◆ Document text
PON2 specifically but indirectly diminishes O₂^˙̄. A, naive cells with or without PEG-SOD/-catalase (Cat) pretreatment were loaded with L-012 and stimulated with DMNQ. B, naive or PON2-GFP-overexpressing cells were loaded with dihydroethidium, treated with DMNQ for 2 h, and analyzed for 2-hydroxyethidium by HPLC. n = 3–14; n.s. = not significant; *, p < 0.05. Ctr, control. Error bars indicate S.E. C, named cells were loaded with DHR123; ONOO⁻ was produced by Sin-1. Neither did DMNQ produce DHR123 fluorescence, nor did PEG-catalase alter Sin-1-induced signals (not shown). D, 40 μm H₂O₂ was added to lysates from named cells and analyzed for remaining H₂O₂ levels after 15 min. PEG-catalase pretreatment amplified H₂O₂ detoxification under such conditions (not shown). E, O₂^˙̄ was generated by X/XO and detected by L-012 in the presence of recombinant human PON2 (rhPON2) or bovine serum albumin (100 ng; upper panel) or PON2-His₆ (2.5 μg; lower panel). F, named cells were DMNQ-treated (2 h) and analyzed for SOD1 +SOD2 activities by zymography. Band intensity reflects enzyme activity.

FIGURE 2.

◆ Data provided
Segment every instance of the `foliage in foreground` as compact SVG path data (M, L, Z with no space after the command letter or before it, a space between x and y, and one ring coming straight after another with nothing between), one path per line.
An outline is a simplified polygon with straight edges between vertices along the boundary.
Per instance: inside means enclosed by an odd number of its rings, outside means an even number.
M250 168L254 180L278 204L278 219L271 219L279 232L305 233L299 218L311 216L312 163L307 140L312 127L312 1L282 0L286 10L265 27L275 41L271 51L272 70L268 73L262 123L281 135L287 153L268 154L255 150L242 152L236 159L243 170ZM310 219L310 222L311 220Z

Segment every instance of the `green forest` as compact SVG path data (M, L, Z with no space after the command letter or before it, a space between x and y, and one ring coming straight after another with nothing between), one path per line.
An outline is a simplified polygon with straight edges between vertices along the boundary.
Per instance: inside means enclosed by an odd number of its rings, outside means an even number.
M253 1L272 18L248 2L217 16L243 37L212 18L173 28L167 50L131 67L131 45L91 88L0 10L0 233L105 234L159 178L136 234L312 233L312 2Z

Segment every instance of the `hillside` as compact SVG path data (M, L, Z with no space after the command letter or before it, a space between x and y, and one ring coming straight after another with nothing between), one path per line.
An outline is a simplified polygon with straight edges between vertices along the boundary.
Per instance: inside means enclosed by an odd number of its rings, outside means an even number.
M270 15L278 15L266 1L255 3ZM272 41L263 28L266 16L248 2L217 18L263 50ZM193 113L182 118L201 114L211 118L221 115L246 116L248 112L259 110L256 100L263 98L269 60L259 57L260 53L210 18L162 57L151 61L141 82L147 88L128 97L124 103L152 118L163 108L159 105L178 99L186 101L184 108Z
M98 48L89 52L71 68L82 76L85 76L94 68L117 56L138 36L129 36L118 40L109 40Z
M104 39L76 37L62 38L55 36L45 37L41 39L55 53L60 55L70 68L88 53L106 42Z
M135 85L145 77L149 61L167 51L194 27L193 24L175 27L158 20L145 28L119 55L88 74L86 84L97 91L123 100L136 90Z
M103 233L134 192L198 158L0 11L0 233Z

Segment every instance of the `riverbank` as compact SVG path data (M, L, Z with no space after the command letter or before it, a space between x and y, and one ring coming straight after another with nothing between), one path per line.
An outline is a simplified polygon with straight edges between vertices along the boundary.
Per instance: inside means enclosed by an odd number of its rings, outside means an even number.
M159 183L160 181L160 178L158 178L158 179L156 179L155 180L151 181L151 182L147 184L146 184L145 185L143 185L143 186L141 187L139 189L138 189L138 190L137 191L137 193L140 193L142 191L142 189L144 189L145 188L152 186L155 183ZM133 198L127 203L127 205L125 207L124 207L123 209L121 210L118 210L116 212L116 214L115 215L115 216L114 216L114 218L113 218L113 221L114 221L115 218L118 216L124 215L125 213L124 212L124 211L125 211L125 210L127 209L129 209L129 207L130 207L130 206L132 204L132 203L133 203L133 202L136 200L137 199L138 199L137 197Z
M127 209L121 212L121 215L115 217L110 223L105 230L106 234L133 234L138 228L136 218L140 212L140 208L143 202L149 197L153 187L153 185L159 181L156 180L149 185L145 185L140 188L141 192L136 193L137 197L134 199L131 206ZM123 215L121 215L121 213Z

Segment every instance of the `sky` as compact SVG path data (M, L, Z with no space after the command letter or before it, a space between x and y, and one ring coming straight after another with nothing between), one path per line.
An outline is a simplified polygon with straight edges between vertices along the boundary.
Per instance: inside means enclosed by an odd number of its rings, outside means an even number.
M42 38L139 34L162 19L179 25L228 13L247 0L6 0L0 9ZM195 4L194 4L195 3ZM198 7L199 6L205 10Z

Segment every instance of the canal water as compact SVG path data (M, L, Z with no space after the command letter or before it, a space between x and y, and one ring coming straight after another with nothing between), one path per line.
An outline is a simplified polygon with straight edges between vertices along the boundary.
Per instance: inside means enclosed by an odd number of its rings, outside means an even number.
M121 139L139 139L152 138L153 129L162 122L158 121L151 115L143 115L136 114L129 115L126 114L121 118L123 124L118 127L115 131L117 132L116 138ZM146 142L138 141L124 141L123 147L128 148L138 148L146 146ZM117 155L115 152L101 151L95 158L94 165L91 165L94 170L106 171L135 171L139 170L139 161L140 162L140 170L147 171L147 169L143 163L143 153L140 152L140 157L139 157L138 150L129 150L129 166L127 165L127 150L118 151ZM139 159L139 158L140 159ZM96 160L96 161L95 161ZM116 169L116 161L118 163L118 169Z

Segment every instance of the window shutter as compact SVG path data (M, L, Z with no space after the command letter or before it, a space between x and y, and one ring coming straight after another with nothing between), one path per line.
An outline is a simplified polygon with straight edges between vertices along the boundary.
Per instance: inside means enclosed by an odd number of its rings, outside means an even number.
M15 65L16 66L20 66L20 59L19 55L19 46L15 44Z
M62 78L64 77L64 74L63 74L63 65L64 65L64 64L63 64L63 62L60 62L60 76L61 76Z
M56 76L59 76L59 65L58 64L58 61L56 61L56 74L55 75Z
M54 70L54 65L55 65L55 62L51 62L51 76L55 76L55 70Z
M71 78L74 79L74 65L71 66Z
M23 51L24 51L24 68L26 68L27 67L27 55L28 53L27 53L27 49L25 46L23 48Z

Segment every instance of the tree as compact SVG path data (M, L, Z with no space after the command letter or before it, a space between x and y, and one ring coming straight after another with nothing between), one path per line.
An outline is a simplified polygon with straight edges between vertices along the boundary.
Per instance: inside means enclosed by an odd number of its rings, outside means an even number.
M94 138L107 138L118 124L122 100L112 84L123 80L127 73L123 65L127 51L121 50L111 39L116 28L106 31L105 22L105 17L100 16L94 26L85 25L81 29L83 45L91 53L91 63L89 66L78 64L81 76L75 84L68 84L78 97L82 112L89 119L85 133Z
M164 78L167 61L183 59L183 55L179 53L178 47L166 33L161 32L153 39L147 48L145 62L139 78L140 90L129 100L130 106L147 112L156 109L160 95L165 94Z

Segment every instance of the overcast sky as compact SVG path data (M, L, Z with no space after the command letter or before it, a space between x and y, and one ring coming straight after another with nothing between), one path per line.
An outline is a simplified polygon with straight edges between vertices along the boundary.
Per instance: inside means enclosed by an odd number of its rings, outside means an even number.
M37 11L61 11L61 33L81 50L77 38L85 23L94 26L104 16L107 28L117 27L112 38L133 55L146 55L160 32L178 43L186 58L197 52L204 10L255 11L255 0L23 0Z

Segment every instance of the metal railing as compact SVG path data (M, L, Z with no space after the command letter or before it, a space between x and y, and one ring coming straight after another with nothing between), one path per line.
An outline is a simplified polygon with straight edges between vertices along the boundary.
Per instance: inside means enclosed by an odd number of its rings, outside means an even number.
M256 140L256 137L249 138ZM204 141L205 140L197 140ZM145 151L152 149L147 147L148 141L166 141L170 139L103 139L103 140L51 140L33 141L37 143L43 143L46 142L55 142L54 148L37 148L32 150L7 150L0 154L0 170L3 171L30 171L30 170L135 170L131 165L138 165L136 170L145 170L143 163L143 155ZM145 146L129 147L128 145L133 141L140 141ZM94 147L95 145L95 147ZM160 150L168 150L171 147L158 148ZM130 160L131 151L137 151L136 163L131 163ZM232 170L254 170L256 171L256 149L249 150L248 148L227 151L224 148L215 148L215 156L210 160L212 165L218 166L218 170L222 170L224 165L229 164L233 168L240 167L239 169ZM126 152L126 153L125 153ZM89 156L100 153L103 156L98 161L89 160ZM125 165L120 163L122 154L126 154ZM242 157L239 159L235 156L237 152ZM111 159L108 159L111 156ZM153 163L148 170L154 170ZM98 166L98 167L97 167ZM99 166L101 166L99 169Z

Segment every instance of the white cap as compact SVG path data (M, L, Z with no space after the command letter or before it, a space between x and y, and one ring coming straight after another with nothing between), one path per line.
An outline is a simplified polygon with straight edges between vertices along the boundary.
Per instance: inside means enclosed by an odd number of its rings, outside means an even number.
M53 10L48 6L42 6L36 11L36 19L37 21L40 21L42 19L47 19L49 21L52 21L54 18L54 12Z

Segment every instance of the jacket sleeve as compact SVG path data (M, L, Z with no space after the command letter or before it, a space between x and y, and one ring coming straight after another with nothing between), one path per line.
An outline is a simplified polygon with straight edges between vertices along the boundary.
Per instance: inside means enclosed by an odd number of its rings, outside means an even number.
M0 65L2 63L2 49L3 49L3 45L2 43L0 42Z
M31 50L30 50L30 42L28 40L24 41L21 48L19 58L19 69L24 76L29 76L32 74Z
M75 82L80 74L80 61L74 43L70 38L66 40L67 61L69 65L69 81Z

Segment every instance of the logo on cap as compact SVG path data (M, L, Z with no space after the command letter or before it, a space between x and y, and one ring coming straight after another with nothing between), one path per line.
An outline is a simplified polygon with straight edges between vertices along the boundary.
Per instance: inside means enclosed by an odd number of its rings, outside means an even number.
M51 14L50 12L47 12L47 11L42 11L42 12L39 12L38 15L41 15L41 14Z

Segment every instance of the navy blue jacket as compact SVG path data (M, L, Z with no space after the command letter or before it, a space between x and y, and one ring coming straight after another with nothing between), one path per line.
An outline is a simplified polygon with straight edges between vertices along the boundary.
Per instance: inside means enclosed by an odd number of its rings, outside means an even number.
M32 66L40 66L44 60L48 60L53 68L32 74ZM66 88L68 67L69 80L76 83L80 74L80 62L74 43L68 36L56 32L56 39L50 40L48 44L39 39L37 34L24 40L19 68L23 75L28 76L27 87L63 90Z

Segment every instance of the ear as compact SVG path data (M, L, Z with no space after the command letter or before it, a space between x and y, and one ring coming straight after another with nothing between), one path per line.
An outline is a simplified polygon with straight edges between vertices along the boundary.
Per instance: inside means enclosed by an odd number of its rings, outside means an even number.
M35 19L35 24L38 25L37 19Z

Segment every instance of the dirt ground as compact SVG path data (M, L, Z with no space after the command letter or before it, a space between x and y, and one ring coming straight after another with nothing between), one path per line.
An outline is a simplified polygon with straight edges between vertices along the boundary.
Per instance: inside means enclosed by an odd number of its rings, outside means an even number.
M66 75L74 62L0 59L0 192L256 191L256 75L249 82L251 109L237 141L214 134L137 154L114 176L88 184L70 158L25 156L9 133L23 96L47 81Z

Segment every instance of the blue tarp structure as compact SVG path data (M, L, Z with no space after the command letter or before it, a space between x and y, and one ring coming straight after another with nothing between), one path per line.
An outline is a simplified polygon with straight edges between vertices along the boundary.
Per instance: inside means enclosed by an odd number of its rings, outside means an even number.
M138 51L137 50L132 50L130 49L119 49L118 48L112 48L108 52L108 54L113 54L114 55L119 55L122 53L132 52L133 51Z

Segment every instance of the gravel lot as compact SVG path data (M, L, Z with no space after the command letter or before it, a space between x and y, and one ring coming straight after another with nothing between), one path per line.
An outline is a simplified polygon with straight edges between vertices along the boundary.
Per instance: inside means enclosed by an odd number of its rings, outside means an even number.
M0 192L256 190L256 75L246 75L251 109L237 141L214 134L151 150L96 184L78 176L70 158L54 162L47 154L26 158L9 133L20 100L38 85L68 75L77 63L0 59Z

◆ Directions
1. List every substance that the figure legend on PON2 and superoxide says cells were loaded with.
2. Continue the figure legend on PON2 and superoxide from where it stops.

◆ Answer list
1.
- L-012
- dihydroethidium
- DHR123

2.
PON2 prevents O₂^˙̄ formation. A, indicated cells were loaded with Mito-HE, treated with solvent, antimycin, or rotenone for 2 h, and analyzed by fluorescence-activated cell sorting. n = 3–6; ***, p < 0.001. B, mitochondrial membranes from indicated cells were loaded with MCLA and treated with succinate. C, similar to B but stimulating with α-ketoglutarate. D, intact mitochondria, mitochondrial membranes (mem), or matrix fractions of named cells were loaded with MCLA and exposed to X/XO-generated O₂^˙̄. E, named cells were analyzed for cytochrome c and glyceraldehyde-3-phosphate dehydrogenase (GAPDH) protein expression. F, H₂O₂ secondary to X/XO-generated O₂^˙̄ was measured in the presence of native lysates from naive (±PEG-SOD) or PON2-GFP-overexpressing cells. HA, hemagglutinin.

FIGURE 3.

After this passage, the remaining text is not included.